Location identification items
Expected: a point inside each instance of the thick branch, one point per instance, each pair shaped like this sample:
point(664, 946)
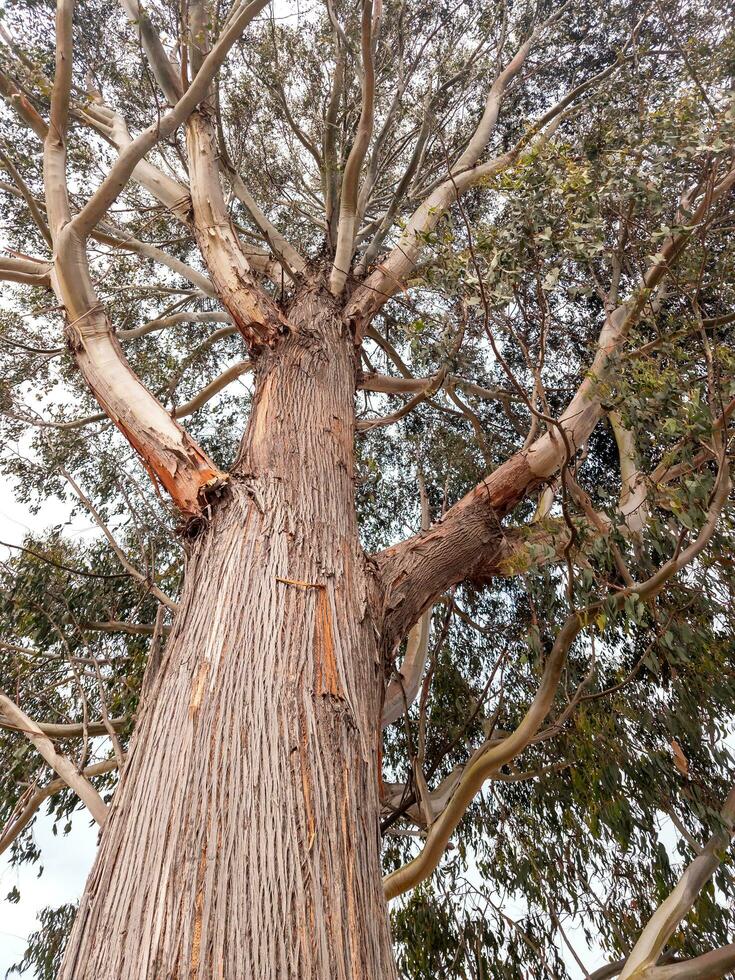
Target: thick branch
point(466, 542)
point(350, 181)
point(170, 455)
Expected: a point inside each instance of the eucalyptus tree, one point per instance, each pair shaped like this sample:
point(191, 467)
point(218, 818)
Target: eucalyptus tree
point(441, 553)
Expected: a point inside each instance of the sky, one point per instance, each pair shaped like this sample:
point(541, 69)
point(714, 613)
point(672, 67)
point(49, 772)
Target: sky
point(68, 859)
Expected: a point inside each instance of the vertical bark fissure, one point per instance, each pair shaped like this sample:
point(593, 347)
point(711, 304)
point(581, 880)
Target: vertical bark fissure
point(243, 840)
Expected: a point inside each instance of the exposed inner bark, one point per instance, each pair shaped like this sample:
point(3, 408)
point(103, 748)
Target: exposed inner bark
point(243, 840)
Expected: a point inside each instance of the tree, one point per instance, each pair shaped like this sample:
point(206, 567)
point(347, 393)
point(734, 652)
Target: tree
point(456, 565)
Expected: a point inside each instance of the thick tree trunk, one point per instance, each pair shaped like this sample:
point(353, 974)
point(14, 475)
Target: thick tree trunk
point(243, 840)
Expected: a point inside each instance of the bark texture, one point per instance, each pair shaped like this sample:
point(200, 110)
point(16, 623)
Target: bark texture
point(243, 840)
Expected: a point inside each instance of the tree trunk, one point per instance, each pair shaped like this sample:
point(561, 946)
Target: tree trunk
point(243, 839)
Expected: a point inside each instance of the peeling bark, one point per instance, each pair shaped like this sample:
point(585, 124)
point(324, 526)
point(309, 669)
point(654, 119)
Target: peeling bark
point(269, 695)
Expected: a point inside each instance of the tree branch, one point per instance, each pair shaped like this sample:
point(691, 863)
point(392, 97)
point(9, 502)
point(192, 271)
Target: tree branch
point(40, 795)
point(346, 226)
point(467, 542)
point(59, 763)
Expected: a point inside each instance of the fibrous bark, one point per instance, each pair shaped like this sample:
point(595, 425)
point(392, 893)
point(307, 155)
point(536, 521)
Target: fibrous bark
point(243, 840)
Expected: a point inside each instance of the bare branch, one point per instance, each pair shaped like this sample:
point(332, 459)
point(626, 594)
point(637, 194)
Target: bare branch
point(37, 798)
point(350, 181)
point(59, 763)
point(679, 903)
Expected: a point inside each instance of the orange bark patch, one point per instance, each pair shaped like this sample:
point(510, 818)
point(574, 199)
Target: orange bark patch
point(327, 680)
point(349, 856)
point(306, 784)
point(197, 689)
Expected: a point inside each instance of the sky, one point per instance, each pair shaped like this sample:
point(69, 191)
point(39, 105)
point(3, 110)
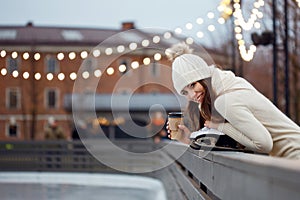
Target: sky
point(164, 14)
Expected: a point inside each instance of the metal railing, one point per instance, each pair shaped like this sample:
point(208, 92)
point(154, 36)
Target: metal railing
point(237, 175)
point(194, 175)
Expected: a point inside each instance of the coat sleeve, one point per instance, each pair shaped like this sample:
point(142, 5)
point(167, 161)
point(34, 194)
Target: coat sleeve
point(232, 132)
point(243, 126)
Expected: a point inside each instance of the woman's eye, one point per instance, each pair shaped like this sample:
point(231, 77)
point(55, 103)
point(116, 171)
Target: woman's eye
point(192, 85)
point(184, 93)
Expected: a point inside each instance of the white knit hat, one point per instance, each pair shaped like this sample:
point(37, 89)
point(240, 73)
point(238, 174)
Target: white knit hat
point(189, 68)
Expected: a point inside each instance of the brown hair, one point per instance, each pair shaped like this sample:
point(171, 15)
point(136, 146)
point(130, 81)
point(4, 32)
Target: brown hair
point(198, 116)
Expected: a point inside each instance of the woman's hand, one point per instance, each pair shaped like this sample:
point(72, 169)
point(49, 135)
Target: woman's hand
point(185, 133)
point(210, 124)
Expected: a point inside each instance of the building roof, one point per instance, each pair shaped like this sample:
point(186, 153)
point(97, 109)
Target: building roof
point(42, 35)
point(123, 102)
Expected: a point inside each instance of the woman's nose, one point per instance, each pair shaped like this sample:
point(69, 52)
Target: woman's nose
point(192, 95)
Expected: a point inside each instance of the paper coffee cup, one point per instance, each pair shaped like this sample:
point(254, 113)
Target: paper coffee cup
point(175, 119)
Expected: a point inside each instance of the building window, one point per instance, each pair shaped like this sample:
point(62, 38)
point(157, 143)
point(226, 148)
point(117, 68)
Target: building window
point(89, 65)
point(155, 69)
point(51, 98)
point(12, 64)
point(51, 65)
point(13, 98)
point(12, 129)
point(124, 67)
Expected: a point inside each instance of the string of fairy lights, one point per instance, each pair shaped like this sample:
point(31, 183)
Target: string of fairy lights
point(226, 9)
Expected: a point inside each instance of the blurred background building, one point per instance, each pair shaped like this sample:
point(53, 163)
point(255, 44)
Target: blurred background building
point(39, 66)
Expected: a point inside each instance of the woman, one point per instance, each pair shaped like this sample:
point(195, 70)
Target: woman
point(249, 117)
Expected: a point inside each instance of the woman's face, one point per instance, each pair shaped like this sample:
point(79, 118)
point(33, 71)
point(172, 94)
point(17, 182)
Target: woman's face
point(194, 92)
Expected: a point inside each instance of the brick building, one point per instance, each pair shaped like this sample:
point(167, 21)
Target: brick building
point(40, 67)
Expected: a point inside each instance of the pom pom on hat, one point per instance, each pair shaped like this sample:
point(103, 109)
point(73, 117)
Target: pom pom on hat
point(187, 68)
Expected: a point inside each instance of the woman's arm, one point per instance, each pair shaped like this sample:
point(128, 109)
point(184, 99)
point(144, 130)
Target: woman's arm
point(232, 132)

» **Aim**
Reproduce the rows from their beginning through the line that contains "point(243, 839)", with both ends included. Keep the requests and their sample points unchanged, but rescale every answer coordinate by 0.55, rounding to whole numbers with halves rounded up, and leave the pictures out.

» **Full answer**
Expected: a point inside each instance of the thick branch, one point per instance, each pair shaped like this sample:
point(664, 946)
Target: thick branch
point(256, 298)
point(193, 100)
point(94, 250)
Expected: a point inside each instance of the eucalyptus tree, one point per instance, each pair shaped like this sample:
point(191, 467)
point(218, 818)
Target: eucalyptus tree
point(243, 304)
Expected: a point inside each instance of the sky, one point per instance, each pair shaped like this sample:
point(541, 69)
point(714, 613)
point(672, 67)
point(49, 772)
Target: sky
point(37, 472)
Expected: a point inside each instance of the vertical bark fissure, one point per instance, each pair shaped like this sample:
point(593, 347)
point(711, 304)
point(581, 880)
Target: vertical bark fissure
point(134, 462)
Expected: a point inside each instance of the exposed inner bark, one point per instance, each pair shaped like this sample:
point(3, 408)
point(103, 748)
Target: exposed inner bark
point(134, 462)
Expected: a point inside each instance of the tree, one point per instance, each pair shaped like this sample:
point(206, 567)
point(347, 393)
point(734, 652)
Target: tree
point(251, 311)
Expected: a point inside each instance of the thick tree trunk, one point per instance, each pair shaped like this sample:
point(353, 974)
point(14, 475)
Target: thick tree trunk
point(134, 462)
Expected: a point inside each instance of the bark texture, one point per instance, each pair shaped like this sample:
point(200, 110)
point(16, 623)
Target: bark texture
point(134, 462)
Expected: a point inside each instance of the tree trunk, one point per instance, each pair shaped like this sample:
point(561, 946)
Target: tree trunk
point(134, 461)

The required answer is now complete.